▶ _Source extract_
20

I have a button which calls a modal box to fade into the screen saying a value posted from the button then fade off, this works fine using jquery, but I also want on the same click for value sent from the button to be posted to a php function, that to run and the modal box to still fade in and out.

I only have this to let my site know what js to use:

 <script src="//ajax.googleapis.com/ajax/libs/jquery/1.10.2/jquery.min.js" ></script>

I'm still new so sorry for a rookie question, but will that allow ajax to run, or is it only for jquery?

The current script I'm trying is: (Edited to be correctly formed, based on replies, but now nothing happens at all)

<script>
$('button').click(function() 
{

    var book_id = $(this).parent().data('id'),
    result = "Book #" + book_id + " has been reserved.";

    $.ajax
    ({ 
        url: 'reservebook.php',
        data: "book_id="+book_id,
        type: 'post',
        success: function()
        {
            $('.modal-box').text(result).fadeIn(700, function()

▶ _Records_

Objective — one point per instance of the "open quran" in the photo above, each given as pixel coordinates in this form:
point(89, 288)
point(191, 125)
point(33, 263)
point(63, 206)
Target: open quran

▶ _Required work_
**a.** In the jQuery modal thread, which PHP file does the ajax call post to?
**b.** Update the records by changing every "open quran" to "open Quran", and leave everything else as it is.

▶ _The results_
**a.** reservebook.php

**b.**
Objective — one point per instance of the "open Quran" in the photo above, each given as pixel coordinates in this form:
point(89, 288)
point(191, 125)
point(33, 263)
point(63, 206)
Target: open Quran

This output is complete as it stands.